:: Text section ::
==*==

Graph Schema

This concept guide explains how to define the graph schema of a relational knowledge graph in Rel.

Introduction

A graph schema defines the nodes, edges and hyperedges of a relations, as well as the logical rules applied to them. Defining a schema provides information about the nature of the data and describes how the data is organized. It makes no statement about the size of the data. In particular, it does not indicate the number of occurrences there will be for each category. For example, if your schema has the category Company, it will not give any indication of the amount of companies in your dataset.

A graph schema can be represented by an ORM diagram. Below is an ORM diagram for a Company example. Parts of it are used throughout this guide to illustrate the concepts presented.

This guide explains the meaning of the elements in the diagram and associates Rel code to each one. See the Schema Visualization guide to learn more about ORM and LPG diagrams.

Defining the schema is a three step process, involving data types, data schema, and semantic constraints.

Step	Rel Code Example	ORM Representation
Data Types	entity type Node1Label = String bound Node1Label = Entity value type Node2Label = Int
Data Schema	bound edge_label = Node1Label, Node2Label
Semantic Constraints	// Functional dependency constraint ic Unique_Node2(nd1, nd2A, nd2B) { node2label(nd1, nd2A) and node2label(nd1, nd2B) implies nd2A = nd2B }

Defining the Data Types

The first step in defining graph schema is to write the definitions of the data types for each node of the relational knowledge graph.

The following example shows how to do this in Rel:

// Define an entity node.
entity type Node1Label = String
bound Node1Label = Entity
 
// Define a value node.
value type Node2Label = Int

Defining the nodes requires entity type and value type declarations. It is preferable to introduce a bound declaration for a relation (here Node1Label) that matches the entity name. The purpose of this relation is to hold all the entities that have this label.

In the example above, the identifying property of the Node1Label entities is a String, and the corresponding entity node (defined by the bound declaration) holds concrete instances of this entity type.

For the value node Node2Label, the value type declaration is sufficient. It creates the constructor ^Node2Label and the corresponding type relation Node2Label, which can also act as the value node. No bound declaration is needed. Unlike entity types, each value type is a separate data type. See the Rel reference for details.

Both entity and value type declarations create a constructor relation, which starts with a caret ^, that will be used to populate the graph.

How to designate entity and value nodes is a decision left to the developer. More information on how to represent data using entity and value types can be found in the Graph Normal Form guide.

Following the Company example, you can express definitions of the data types for the Person and Name nodes in Rel like this:

// Entity node: `Person`
entity type Person = String
bound Person = Entity
 
// Value node: `Name`
value type Name = String

In ORM, entity and value nodes are represented as rounded boxes, distinguished by solid and dashed borders respectively.

Defining the Data Schema

The second step is to define the data schema of the relational knowledge graph. This will specify the data types involved in the various edge and hyperedge relations.

==*==

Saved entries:
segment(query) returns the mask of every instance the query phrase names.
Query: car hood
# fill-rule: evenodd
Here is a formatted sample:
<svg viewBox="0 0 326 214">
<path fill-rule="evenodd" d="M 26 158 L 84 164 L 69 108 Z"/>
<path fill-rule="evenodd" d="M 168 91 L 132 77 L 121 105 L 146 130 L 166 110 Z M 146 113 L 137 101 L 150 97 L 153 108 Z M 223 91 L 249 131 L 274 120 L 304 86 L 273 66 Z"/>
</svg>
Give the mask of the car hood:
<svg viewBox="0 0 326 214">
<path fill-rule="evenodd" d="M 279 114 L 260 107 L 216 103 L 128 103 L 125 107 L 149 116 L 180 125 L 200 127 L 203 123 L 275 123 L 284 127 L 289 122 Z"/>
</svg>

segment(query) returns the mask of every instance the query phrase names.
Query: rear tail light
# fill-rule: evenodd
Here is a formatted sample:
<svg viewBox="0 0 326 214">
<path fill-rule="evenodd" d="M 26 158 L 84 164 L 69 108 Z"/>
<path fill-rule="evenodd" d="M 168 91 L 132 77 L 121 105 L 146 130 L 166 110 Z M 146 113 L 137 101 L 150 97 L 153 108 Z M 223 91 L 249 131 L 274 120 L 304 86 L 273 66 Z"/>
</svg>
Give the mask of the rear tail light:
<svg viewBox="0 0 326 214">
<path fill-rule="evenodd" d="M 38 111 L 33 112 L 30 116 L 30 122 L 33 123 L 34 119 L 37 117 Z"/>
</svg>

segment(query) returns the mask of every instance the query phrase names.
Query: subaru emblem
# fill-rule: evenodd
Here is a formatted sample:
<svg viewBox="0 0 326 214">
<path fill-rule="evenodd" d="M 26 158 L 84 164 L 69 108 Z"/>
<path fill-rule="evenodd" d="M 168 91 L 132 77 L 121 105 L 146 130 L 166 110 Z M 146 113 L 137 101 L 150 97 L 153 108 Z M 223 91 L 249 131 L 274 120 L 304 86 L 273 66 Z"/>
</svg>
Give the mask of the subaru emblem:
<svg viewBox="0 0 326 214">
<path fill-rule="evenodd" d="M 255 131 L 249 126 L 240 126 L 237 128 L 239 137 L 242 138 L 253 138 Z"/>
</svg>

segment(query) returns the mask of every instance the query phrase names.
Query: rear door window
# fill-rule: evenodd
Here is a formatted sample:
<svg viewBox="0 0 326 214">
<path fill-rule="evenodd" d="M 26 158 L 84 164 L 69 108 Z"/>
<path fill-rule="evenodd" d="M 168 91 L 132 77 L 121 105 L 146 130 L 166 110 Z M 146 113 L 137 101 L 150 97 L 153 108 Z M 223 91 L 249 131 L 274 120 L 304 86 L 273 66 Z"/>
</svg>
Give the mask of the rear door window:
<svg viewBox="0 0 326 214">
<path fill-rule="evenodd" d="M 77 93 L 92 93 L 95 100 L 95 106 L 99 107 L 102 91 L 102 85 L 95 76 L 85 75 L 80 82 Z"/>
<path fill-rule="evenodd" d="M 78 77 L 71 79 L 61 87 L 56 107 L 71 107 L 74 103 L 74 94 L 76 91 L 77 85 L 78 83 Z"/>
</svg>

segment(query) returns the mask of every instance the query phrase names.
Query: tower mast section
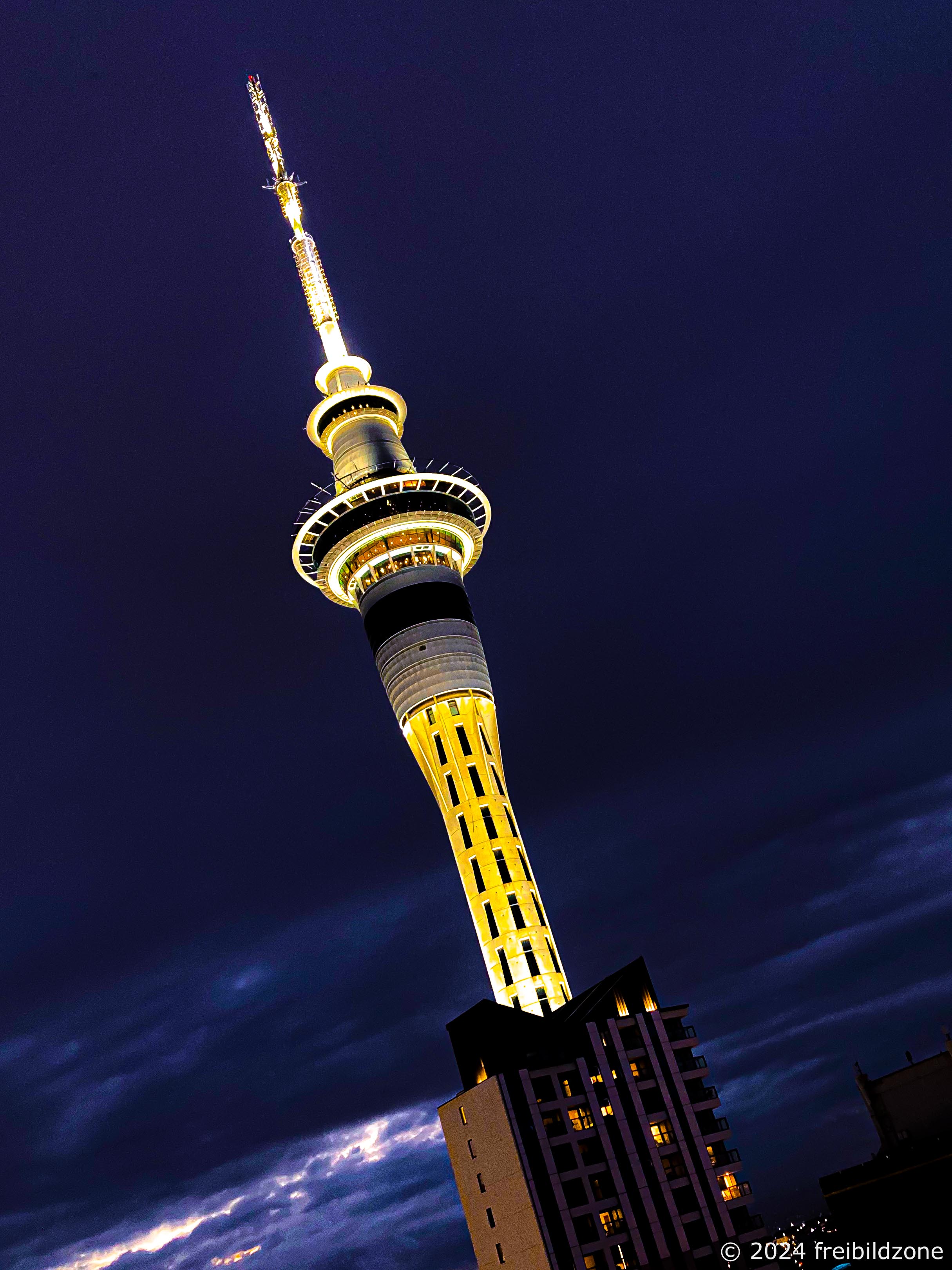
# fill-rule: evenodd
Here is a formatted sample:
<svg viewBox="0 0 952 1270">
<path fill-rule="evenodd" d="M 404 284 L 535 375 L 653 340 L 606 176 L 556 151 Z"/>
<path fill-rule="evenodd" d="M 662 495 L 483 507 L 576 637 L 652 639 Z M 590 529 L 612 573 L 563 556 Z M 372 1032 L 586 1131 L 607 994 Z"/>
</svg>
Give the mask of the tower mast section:
<svg viewBox="0 0 952 1270">
<path fill-rule="evenodd" d="M 317 254 L 314 239 L 303 227 L 303 207 L 301 206 L 301 197 L 298 194 L 301 182 L 296 180 L 294 174 L 289 173 L 284 166 L 284 155 L 281 152 L 278 131 L 274 127 L 272 112 L 268 109 L 268 100 L 261 89 L 261 81 L 256 75 L 248 76 L 248 95 L 251 98 L 264 149 L 274 173 L 274 184 L 265 188 L 273 189 L 278 196 L 284 218 L 294 231 L 294 236 L 291 240 L 291 250 L 294 254 L 294 264 L 301 278 L 301 286 L 305 290 L 307 307 L 311 310 L 311 320 L 317 329 L 317 334 L 321 337 L 324 356 L 327 363 L 336 366 L 340 362 L 349 361 L 347 344 L 344 343 L 344 337 L 340 334 L 338 310 L 327 286 L 321 258 Z"/>
</svg>

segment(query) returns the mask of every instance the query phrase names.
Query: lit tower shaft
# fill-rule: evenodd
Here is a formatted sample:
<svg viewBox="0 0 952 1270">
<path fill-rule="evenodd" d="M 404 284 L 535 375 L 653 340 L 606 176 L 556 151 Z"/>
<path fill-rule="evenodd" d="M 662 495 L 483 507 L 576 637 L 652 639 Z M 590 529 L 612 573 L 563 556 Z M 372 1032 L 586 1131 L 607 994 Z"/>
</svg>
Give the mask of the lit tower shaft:
<svg viewBox="0 0 952 1270">
<path fill-rule="evenodd" d="M 416 471 L 404 444 L 406 405 L 371 384 L 353 357 L 298 183 L 284 168 L 261 84 L 249 76 L 291 249 L 325 363 L 324 400 L 307 420 L 334 464 L 335 495 L 297 523 L 294 568 L 357 608 L 397 723 L 443 813 L 493 991 L 501 1005 L 547 1013 L 571 993 L 509 798 L 495 698 L 463 584 L 490 522 L 489 499 L 458 471 Z"/>
</svg>

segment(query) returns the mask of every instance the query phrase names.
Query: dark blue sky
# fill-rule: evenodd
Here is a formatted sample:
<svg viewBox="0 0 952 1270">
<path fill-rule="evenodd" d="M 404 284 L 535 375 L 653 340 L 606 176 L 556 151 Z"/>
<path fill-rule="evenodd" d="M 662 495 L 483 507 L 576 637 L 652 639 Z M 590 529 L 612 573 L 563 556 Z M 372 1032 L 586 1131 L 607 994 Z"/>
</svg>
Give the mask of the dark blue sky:
<svg viewBox="0 0 952 1270">
<path fill-rule="evenodd" d="M 487 984 L 359 621 L 291 566 L 319 349 L 249 70 L 410 452 L 493 500 L 570 980 L 644 954 L 755 1208 L 816 1210 L 875 1146 L 853 1059 L 952 1022 L 948 6 L 6 28 L 0 1265 L 472 1261 L 433 1116 Z"/>
</svg>

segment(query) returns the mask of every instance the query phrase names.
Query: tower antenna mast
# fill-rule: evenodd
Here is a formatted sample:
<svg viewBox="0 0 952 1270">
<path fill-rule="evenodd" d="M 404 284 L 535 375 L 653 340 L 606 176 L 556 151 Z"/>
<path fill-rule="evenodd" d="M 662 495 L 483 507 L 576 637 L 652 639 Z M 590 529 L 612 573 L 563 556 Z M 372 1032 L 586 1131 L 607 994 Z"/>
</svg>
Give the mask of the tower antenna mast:
<svg viewBox="0 0 952 1270">
<path fill-rule="evenodd" d="M 314 239 L 303 226 L 303 207 L 301 206 L 301 197 L 298 194 L 298 189 L 303 182 L 297 180 L 293 171 L 288 171 L 284 166 L 284 155 L 281 152 L 278 131 L 274 127 L 272 112 L 268 109 L 268 100 L 264 95 L 261 81 L 256 75 L 248 76 L 248 95 L 251 98 L 264 149 L 268 152 L 268 160 L 274 173 L 274 183 L 264 188 L 273 189 L 278 196 L 284 218 L 294 231 L 294 236 L 291 240 L 291 250 L 294 254 L 294 264 L 301 278 L 301 286 L 305 288 L 307 307 L 311 310 L 311 320 L 317 329 L 317 334 L 321 337 L 324 356 L 329 366 L 336 367 L 341 363 L 354 362 L 363 366 L 366 363 L 363 363 L 362 358 L 350 358 L 348 356 L 347 344 L 338 325 L 336 305 L 327 286 L 321 258 L 317 254 Z M 369 378 L 369 371 L 371 368 L 367 366 L 364 378 Z"/>
</svg>

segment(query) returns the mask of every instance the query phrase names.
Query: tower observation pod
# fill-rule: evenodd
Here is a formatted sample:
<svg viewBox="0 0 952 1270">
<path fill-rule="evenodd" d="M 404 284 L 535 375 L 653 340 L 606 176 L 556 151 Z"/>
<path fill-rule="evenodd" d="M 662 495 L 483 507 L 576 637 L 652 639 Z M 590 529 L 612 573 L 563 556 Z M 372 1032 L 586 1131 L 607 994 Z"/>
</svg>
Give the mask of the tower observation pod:
<svg viewBox="0 0 952 1270">
<path fill-rule="evenodd" d="M 294 568 L 363 618 L 393 714 L 439 804 L 498 1002 L 547 1015 L 571 997 L 519 833 L 496 704 L 465 578 L 491 509 L 461 470 L 418 471 L 402 443 L 406 404 L 347 349 L 321 259 L 303 227 L 260 80 L 249 76 L 273 183 L 324 364 L 307 436 L 334 465 L 296 526 Z"/>
</svg>

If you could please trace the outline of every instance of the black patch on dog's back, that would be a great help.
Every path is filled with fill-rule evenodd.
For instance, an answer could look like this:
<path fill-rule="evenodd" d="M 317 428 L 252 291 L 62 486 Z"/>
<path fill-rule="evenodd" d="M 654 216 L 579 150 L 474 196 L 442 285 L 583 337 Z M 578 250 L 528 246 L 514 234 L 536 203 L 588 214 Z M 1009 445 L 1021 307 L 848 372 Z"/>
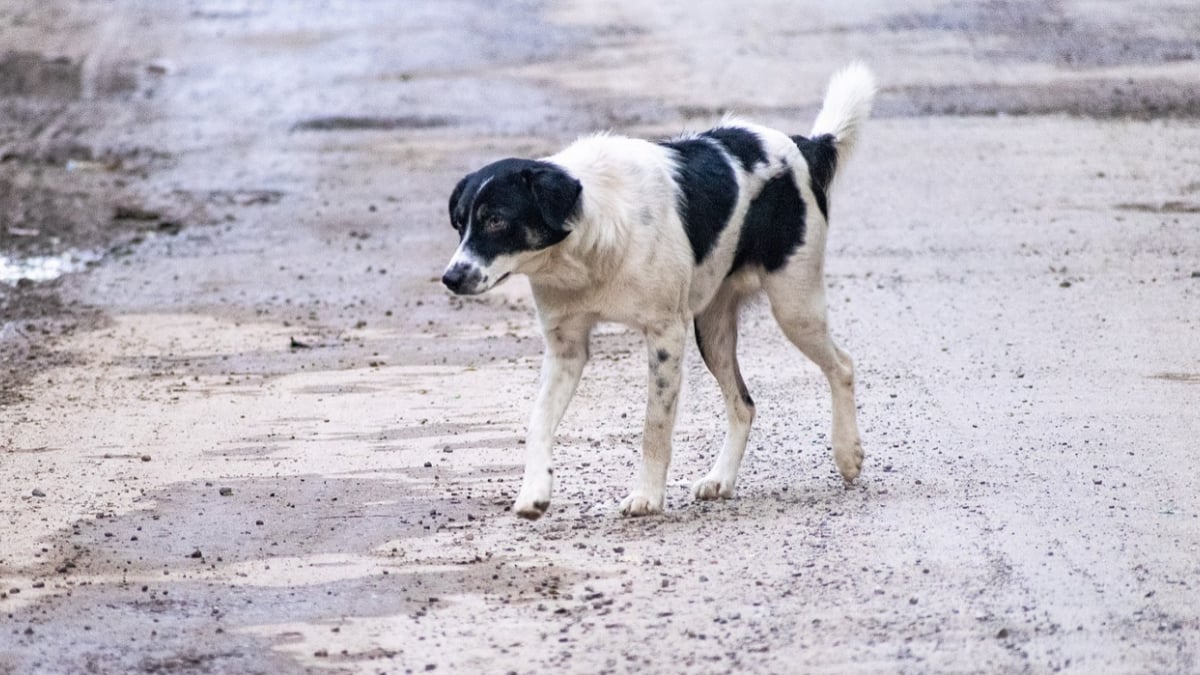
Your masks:
<path fill-rule="evenodd" d="M 767 151 L 763 150 L 758 135 L 748 129 L 719 126 L 701 133 L 701 136 L 724 145 L 725 151 L 737 157 L 746 172 L 752 172 L 757 165 L 767 163 Z"/>
<path fill-rule="evenodd" d="M 676 208 L 688 232 L 692 256 L 700 264 L 716 245 L 738 201 L 738 181 L 733 167 L 715 141 L 689 138 L 662 142 L 676 154 L 676 183 L 679 197 Z"/>
<path fill-rule="evenodd" d="M 768 180 L 750 202 L 730 274 L 752 264 L 775 271 L 804 244 L 804 198 L 792 175 Z"/>
<path fill-rule="evenodd" d="M 826 220 L 829 220 L 829 184 L 833 181 L 834 172 L 838 171 L 838 147 L 834 144 L 835 142 L 836 139 L 832 133 L 815 138 L 805 138 L 803 136 L 792 137 L 792 143 L 796 143 L 796 147 L 800 149 L 800 154 L 804 155 L 804 161 L 809 163 L 812 195 L 817 198 L 817 208 L 821 209 L 821 215 Z"/>

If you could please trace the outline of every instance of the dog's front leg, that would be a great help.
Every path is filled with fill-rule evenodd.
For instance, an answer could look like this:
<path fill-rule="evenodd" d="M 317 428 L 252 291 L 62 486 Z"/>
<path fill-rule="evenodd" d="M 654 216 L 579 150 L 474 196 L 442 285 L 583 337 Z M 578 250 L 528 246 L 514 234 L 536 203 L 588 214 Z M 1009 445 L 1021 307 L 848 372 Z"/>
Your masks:
<path fill-rule="evenodd" d="M 620 512 L 625 515 L 662 513 L 686 336 L 688 322 L 683 318 L 646 327 L 650 377 L 642 432 L 642 472 L 634 490 L 620 502 Z"/>
<path fill-rule="evenodd" d="M 588 360 L 589 323 L 545 324 L 546 354 L 541 365 L 541 389 L 529 419 L 526 437 L 526 470 L 521 494 L 512 510 L 521 518 L 536 520 L 550 508 L 550 492 L 554 484 L 552 448 L 554 429 L 566 412 L 566 404 Z"/>

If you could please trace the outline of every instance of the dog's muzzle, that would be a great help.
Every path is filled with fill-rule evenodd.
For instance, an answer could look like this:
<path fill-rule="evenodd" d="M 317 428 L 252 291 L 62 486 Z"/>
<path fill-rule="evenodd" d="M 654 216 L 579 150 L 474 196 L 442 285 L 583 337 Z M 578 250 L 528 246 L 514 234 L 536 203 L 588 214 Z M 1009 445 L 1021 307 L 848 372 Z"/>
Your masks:
<path fill-rule="evenodd" d="M 442 275 L 442 283 L 460 295 L 479 293 L 484 273 L 467 262 L 456 262 Z"/>

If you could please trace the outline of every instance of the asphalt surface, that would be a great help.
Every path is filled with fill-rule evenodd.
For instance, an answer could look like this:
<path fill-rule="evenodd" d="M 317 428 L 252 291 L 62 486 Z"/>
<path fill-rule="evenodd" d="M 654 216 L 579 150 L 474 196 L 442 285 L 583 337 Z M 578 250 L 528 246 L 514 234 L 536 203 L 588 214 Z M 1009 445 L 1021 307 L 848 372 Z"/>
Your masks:
<path fill-rule="evenodd" d="M 1200 670 L 1189 4 L 0 28 L 0 673 Z M 728 110 L 803 133 L 851 59 L 882 85 L 827 265 L 859 482 L 756 305 L 734 500 L 690 498 L 724 432 L 692 353 L 667 513 L 618 515 L 644 352 L 604 327 L 551 509 L 514 518 L 541 341 L 520 280 L 440 288 L 455 181 Z"/>

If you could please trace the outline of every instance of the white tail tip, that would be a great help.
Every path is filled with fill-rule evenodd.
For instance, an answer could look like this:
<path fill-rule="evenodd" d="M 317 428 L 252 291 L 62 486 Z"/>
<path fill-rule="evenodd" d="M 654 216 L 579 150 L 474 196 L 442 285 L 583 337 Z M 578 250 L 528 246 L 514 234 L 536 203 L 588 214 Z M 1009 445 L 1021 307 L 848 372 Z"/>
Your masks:
<path fill-rule="evenodd" d="M 812 136 L 832 135 L 839 155 L 848 155 L 859 126 L 871 114 L 875 91 L 875 76 L 862 62 L 854 61 L 834 73 L 812 124 Z"/>

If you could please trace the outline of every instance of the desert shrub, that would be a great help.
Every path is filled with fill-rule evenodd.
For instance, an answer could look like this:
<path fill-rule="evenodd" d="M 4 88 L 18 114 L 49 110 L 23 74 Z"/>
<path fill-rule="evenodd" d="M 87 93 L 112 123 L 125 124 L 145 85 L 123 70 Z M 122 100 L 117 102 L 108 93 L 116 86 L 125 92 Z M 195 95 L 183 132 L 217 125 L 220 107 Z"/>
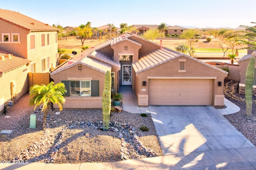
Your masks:
<path fill-rule="evenodd" d="M 141 113 L 140 114 L 140 116 L 142 116 L 142 117 L 146 117 L 148 116 L 147 115 L 147 114 L 146 113 Z"/>
<path fill-rule="evenodd" d="M 62 55 L 60 56 L 60 58 L 65 58 L 66 59 L 69 59 L 70 58 L 71 58 L 70 56 L 67 54 L 64 54 L 64 55 Z"/>
<path fill-rule="evenodd" d="M 206 38 L 206 41 L 208 42 L 210 42 L 212 40 L 212 38 L 210 37 L 207 37 Z"/>
<path fill-rule="evenodd" d="M 143 132 L 144 132 L 145 131 L 148 131 L 148 128 L 147 127 L 145 126 L 140 127 L 140 130 Z"/>

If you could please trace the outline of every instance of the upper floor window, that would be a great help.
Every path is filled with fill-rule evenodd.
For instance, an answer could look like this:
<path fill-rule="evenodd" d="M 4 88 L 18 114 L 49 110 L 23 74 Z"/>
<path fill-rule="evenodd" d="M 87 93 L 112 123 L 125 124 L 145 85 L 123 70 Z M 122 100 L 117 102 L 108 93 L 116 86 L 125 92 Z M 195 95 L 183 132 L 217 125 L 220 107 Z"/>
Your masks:
<path fill-rule="evenodd" d="M 36 40 L 34 35 L 30 35 L 30 49 L 36 48 Z"/>
<path fill-rule="evenodd" d="M 45 46 L 45 35 L 42 34 L 42 46 L 44 47 Z"/>
<path fill-rule="evenodd" d="M 0 43 L 20 43 L 20 33 L 2 33 L 0 34 L 1 41 L 0 41 Z"/>

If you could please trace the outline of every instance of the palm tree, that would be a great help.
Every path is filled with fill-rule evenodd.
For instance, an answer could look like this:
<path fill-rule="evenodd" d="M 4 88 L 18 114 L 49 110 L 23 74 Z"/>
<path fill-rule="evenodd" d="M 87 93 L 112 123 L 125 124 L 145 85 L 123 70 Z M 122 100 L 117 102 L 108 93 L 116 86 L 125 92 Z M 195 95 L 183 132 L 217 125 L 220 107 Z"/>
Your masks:
<path fill-rule="evenodd" d="M 164 32 L 164 30 L 168 29 L 168 27 L 166 26 L 166 24 L 165 22 L 162 22 L 159 26 L 157 26 L 157 29 L 162 30 L 162 32 Z"/>
<path fill-rule="evenodd" d="M 29 104 L 31 106 L 35 106 L 34 109 L 36 107 L 43 105 L 42 112 L 44 112 L 43 117 L 42 130 L 45 129 L 45 124 L 47 117 L 48 110 L 50 103 L 52 102 L 57 104 L 59 106 L 60 110 L 62 109 L 62 106 L 65 102 L 63 95 L 66 93 L 67 90 L 65 85 L 62 83 L 59 83 L 56 85 L 51 81 L 47 85 L 42 84 L 41 85 L 36 85 L 30 89 L 29 93 L 30 98 Z"/>
<path fill-rule="evenodd" d="M 234 64 L 234 59 L 236 57 L 236 54 L 229 54 L 228 55 L 228 57 L 231 59 L 231 64 Z"/>
<path fill-rule="evenodd" d="M 256 22 L 251 22 L 251 23 L 256 24 Z M 246 30 L 245 31 L 234 32 L 234 33 L 240 33 L 241 34 L 231 36 L 229 38 L 239 37 L 247 39 L 247 40 L 236 40 L 236 41 L 248 45 L 247 47 L 242 48 L 241 49 L 256 49 L 256 27 L 246 26 L 240 26 L 246 28 Z"/>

==*==

:: What to work on ::
1. In the graph schema guide, how does an ORM diagram tell entity nodes apart from value nodes?
2. From the graph schema guide, extract the passage starting with "In ORM, entity" and going on through "and hyperedge relations.".
None of the saved entries are needed here.

:: Task-by-task outputs ::
1. Both are rounded boxes, with solid borders for entity nodes and dashed borders for value nodes.

2.
In ORM, entity and value nodes are represented as rounded boxes, distinguished by solid and dashed borders respectively.

Defining the Data Schema

The second step is to define the data schema of the relational knowledge graph. This will specify the data types involved in the various edge and hyperedge relations.